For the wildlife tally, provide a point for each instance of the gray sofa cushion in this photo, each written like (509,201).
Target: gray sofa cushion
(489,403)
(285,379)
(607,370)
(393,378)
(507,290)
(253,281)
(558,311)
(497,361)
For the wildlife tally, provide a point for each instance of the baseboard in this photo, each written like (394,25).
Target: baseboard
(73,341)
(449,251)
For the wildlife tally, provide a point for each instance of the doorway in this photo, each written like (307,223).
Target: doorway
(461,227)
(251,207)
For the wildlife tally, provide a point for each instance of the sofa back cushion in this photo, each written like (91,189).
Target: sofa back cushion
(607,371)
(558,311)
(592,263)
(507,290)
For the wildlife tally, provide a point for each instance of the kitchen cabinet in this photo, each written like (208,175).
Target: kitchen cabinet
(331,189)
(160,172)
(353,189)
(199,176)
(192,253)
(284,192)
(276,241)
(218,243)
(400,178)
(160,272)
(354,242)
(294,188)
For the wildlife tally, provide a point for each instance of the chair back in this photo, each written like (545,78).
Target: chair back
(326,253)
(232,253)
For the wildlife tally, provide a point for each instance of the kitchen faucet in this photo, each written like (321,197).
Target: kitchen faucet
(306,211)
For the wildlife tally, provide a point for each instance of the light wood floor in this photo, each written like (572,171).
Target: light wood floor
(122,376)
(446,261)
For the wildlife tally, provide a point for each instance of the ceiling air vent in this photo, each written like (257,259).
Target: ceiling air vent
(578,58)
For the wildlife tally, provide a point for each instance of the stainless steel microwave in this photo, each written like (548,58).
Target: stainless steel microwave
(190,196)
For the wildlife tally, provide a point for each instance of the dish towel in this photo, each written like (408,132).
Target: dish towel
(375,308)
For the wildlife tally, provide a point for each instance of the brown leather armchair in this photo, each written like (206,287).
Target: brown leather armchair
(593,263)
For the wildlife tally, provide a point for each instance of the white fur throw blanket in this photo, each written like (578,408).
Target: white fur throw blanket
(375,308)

Instructions for the task — Can you return all of the entries above verbatim, with every line and character unchanged?

Completed task —
For the wildlife tally, provide a point for each instance of the gray sofa cushion in this photo, each written like (509,201).
Target: gray sofa cushion
(489,403)
(285,379)
(607,370)
(393,378)
(507,290)
(253,281)
(558,311)
(497,361)
For the wildlife tally, provide a point for each instance of the baseboard in this photo, each written like (394,25).
Target: baseboard
(73,341)
(449,251)
For the wildlife tally, provide a point for each instance of the doorway in this photo, each written like (307,223).
Target: doorway
(461,227)
(251,207)
For the wildlife tally, provide a point for each instance of the sofa back cushion in this photo, each written like (91,189).
Target: sofa back cushion
(607,371)
(558,311)
(592,263)
(507,290)
For the wildlife tally, provide a point for each instance of the kitchen cabinet in this photo, each written like (208,175).
Target: kitchen cabinet
(331,189)
(160,172)
(353,189)
(199,176)
(192,253)
(284,192)
(276,241)
(218,243)
(400,178)
(160,272)
(354,242)
(294,188)
For the wildlife tally, provide a point for each instance of the chair back in this photo, each written like (545,78).
Target: chair back
(326,253)
(232,253)
For the wildlife tally, provide a point for each instance of the kitchen faucet in this photo, each written like (321,197).
Target: kitchen faucet
(306,211)
For the wildlife tally, provide a point for each instance of the light wood floor in this photo, each written like (572,171).
Target: light wood floor
(122,376)
(446,261)
For the wildlife tally, provide a point for each instance of the ceiling air vent in this photo, each written like (257,259).
Target: ceiling air vent
(578,58)
For the wildlife tally, provide a point for each instance of the stainless steel microwave in this photo, each written like (548,58).
Target: stainless steel microwave
(190,196)
For the wildlife tally, provide a point for each instance of the dish towel in this photo, each written like (408,132).
Target: dish towel
(375,308)
For the wildlife tally, provide a point for each instance of the brown leather armchair in this photo, each written like (206,287).
Target: brown leather armchair
(593,263)
For the wildlife tally, provide a point for each instance of the white fur throw blanket in this photo, each written like (578,408).
Target: white fur throw blanket
(375,308)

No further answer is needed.